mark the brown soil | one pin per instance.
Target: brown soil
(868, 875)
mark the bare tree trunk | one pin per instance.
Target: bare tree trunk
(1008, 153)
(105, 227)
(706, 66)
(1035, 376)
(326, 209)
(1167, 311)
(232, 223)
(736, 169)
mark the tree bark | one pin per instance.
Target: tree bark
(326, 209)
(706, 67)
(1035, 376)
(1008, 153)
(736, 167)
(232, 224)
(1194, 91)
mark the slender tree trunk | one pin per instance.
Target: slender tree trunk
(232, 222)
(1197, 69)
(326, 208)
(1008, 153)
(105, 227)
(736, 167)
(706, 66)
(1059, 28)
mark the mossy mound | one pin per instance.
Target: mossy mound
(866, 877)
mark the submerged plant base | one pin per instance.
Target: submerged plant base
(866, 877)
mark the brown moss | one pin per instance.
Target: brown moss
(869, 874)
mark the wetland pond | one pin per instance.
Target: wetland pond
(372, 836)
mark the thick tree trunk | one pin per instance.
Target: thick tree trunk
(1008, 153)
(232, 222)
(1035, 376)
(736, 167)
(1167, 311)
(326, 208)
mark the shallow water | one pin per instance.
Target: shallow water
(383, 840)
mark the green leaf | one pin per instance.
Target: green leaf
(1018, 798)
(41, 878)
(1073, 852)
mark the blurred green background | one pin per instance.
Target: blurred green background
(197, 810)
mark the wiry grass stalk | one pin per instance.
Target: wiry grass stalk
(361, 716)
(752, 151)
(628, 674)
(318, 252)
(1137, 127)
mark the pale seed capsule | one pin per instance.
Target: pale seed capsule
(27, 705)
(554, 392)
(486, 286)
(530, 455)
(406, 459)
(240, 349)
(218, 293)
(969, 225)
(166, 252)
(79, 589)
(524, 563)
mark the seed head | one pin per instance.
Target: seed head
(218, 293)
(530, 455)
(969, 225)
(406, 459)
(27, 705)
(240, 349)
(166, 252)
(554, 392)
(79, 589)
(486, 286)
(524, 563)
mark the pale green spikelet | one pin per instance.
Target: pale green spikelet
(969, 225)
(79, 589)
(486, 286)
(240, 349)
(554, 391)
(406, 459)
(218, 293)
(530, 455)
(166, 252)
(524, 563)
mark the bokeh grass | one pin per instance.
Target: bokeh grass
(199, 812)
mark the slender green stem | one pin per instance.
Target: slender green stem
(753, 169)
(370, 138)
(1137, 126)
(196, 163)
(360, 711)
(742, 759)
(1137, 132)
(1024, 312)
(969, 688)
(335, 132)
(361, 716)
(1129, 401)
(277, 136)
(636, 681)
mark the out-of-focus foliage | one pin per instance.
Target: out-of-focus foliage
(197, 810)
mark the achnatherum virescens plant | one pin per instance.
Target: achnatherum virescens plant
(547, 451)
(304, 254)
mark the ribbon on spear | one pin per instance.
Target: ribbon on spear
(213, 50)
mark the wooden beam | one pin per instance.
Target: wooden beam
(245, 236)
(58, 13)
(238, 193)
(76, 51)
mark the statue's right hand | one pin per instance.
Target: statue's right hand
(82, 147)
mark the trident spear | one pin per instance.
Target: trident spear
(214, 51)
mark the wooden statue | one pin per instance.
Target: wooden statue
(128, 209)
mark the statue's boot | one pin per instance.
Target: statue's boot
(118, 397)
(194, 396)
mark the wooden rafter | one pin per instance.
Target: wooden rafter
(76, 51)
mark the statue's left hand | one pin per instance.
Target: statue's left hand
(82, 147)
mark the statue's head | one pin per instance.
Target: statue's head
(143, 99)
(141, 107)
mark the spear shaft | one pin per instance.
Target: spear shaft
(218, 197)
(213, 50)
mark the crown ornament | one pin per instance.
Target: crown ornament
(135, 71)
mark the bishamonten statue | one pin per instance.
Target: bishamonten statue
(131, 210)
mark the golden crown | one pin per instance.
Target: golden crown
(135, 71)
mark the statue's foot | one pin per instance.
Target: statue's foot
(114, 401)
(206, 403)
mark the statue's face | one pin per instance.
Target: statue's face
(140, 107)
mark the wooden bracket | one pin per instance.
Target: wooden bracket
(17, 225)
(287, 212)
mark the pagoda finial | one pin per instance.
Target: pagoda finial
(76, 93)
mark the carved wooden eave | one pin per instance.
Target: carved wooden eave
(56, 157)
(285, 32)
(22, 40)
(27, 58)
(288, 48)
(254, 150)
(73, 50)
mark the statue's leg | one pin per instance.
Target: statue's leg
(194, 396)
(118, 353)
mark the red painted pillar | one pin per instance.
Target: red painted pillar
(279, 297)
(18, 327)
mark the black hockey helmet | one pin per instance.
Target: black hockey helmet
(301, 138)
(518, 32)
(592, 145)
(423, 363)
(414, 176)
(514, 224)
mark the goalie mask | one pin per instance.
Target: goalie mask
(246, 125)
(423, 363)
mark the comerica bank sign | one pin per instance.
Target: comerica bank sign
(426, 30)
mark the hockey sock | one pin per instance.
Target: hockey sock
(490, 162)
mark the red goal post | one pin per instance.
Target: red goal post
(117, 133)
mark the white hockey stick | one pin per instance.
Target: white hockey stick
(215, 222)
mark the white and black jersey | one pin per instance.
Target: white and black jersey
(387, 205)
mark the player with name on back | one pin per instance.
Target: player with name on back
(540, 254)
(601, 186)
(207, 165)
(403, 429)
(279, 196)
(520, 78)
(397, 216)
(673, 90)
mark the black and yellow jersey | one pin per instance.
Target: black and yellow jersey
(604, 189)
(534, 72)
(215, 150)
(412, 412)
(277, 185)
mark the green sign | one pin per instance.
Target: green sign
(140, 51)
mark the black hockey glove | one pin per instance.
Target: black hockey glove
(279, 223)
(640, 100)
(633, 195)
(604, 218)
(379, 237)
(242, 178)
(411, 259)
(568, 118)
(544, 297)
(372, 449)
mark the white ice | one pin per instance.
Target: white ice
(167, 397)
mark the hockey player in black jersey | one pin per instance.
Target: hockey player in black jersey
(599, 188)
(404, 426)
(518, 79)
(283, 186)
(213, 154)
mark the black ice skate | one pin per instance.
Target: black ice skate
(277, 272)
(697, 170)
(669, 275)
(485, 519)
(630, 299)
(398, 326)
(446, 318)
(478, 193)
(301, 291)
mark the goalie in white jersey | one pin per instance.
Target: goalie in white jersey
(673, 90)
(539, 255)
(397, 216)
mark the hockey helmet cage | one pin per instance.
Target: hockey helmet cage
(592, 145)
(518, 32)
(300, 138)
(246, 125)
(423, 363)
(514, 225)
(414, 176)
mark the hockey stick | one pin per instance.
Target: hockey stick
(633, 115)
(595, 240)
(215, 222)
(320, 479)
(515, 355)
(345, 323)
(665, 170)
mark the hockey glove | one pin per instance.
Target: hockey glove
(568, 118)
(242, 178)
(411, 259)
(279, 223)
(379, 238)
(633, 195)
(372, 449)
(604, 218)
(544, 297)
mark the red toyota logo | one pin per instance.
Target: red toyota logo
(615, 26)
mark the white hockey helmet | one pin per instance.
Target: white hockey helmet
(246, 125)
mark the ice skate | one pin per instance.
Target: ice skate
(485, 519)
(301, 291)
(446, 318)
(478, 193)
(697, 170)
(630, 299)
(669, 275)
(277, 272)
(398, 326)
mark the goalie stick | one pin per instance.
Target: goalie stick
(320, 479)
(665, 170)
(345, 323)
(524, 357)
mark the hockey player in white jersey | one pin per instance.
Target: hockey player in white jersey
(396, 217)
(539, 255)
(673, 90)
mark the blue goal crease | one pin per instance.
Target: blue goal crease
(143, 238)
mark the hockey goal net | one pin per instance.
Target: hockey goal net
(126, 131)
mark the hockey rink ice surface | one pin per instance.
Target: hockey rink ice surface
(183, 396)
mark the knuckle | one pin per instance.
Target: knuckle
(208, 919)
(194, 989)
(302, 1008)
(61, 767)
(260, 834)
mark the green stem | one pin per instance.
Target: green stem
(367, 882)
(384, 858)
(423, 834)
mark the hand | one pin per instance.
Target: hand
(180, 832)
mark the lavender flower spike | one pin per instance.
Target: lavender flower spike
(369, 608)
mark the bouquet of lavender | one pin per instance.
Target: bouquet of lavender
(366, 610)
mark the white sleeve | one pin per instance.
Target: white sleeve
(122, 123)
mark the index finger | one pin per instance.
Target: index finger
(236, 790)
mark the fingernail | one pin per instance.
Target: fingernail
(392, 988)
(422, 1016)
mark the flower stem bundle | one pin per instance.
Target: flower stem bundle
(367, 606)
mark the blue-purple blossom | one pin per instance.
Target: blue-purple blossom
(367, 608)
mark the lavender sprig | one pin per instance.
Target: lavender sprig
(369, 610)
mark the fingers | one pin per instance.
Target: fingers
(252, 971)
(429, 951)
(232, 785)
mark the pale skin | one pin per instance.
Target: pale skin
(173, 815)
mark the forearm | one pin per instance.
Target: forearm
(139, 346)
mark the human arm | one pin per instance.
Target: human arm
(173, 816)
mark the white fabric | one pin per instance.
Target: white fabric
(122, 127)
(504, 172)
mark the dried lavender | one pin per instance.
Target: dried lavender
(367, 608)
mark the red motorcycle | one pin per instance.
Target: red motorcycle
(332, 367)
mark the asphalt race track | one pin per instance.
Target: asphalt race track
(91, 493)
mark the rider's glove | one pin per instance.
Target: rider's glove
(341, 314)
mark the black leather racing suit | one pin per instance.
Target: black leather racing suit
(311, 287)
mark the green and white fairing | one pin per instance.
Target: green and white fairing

+ + +

_WHAT IS ASKED_: Give the part of the material that opens with the line containing "mark the asphalt" and runs through the last line as a numbered list, leaving out any blank lines.

_OUTPUT FOR THIS TASK_:
1. mark the asphalt race track | one pin per instance.
2. Target: asphalt race track
3. (91, 493)
4. mark the rider's glove | one pin per instance.
5. Target: rider's glove
6. (341, 314)
7. mark the black leather racing suit | one pin per instance.
8. Target: black leather racing suit
9. (311, 287)
10. mark the green and white fairing | one pin per instance.
11. Target: green and white fairing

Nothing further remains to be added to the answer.